(Task brief) Nothing should differ between your output and the entries below.

(Stored items)
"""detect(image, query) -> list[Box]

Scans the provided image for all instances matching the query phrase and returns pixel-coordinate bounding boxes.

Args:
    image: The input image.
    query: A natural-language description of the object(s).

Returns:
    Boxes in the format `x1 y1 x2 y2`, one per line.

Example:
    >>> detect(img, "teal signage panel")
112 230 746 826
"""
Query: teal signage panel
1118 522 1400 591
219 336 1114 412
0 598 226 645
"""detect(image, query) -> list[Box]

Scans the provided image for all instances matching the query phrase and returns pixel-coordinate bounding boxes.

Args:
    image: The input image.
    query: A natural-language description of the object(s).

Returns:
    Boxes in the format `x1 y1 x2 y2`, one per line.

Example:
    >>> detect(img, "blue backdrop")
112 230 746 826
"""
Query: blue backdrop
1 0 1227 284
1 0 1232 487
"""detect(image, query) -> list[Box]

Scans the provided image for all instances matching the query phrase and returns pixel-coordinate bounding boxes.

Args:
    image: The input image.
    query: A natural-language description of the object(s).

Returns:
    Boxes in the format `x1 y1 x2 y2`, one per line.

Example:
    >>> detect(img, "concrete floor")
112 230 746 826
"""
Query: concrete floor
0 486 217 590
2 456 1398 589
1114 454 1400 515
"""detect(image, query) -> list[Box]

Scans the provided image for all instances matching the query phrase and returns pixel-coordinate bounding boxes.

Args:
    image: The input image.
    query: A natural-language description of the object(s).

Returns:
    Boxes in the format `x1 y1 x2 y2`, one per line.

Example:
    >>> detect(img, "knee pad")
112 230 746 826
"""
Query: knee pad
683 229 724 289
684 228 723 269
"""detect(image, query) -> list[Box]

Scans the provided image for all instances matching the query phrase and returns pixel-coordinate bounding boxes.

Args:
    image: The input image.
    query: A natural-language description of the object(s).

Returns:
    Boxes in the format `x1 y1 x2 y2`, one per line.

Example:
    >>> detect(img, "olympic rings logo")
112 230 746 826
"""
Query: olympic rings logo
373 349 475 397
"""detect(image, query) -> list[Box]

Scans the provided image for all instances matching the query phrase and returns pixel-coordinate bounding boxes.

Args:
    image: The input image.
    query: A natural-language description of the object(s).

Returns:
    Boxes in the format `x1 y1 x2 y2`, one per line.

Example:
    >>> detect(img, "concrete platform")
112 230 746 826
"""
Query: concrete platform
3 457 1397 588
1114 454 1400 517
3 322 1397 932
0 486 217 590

(Solution to the exercise)
"""detect(image, query) -> list[Box]

Scans the provided image for all instances matching the query phrase and returns pixel-coordinate bounding boxes.

Args:
    image: The input image.
    query: A natural-language description of the object(s).

Returns:
    Boxes in the format `x1 y1 x2 y2`, one per line.

Example:
    >>> detect(img, "teal signage panel")
112 230 746 826
"""
Query: teal signage panel
1118 522 1400 591
219 336 1114 412
0 598 226 645
"""detect(image, query) -> list[Box]

Scans the provided image for all instances matching the query phrase and returns pixel-coordinate bounding boxes.

Args:
    image: The input image.
    query: A natural-language description of the object(s).

Returns:
    Boxes in the format `x1 y1 x2 y2`, one per line.

Example:
    >>> detect(img, "blue backdrop")
112 230 746 826
"""
Query: blue backdrop
1 0 1227 284
1 0 1232 487
"""detect(image, query) -> list[Box]

Scans the provided image for all instances matching the query phrase and returns pixel-coordinate bounding boxes.

Args:
    image: The input image.
    query: A natural-language description of the object(s).

Returns:
    Boxes in the format `x1 y1 x2 y2`, one per line.

Example:
    >>> detect(img, "concrete floor")
112 230 746 826
"""
Query: concrete floor
0 486 217 590
2 456 1398 589
1114 454 1400 515
"""detect(image, query) -> list[Box]

Scans the provided image for all instances matching the query phrase and returns pixel-coordinate bounding boxes.

Args:
    image: The input image.
    query: A natural-language description of the object(s).

Returns:
    Boxes in the format `x1 y1 x2 y2`, one per line.

Example:
    >>> detect(img, "knee pad")
112 230 746 826
"""
Query: knee pad
683 229 724 289
684 228 723 269
"""detect(image, query) -> list[Box]

Scans the provided image for all instances matching the query phrase and returns pixel-coordinate bounding boxes.

Args:
    image: The input image.
    query: A natural-language description of the object(s).

Returns:
    Boxes in the format `x1 y1 x2 y2`, one per line.

Example:
    >>> detect(img, "olympic rings logo")
112 230 746 826
"""
Query: olympic rings logo
373 349 475 397
"""detect(image, query) -> list[Box]

Scans the provided image for all instances matching the query phrase and returns pixel-coordinate bounding boxes.

Args:
    image: The input image.
    query: A natural-language description of the object(s).

Returns:
    Boxes in the format `x1 y1 x2 y2`, one per line.

Example:
    >>> detect(img, "concrete platform")
112 230 746 826
"""
Query: concrete platform
3 457 1397 588
1114 454 1400 517
3 322 1397 932
0 486 217 590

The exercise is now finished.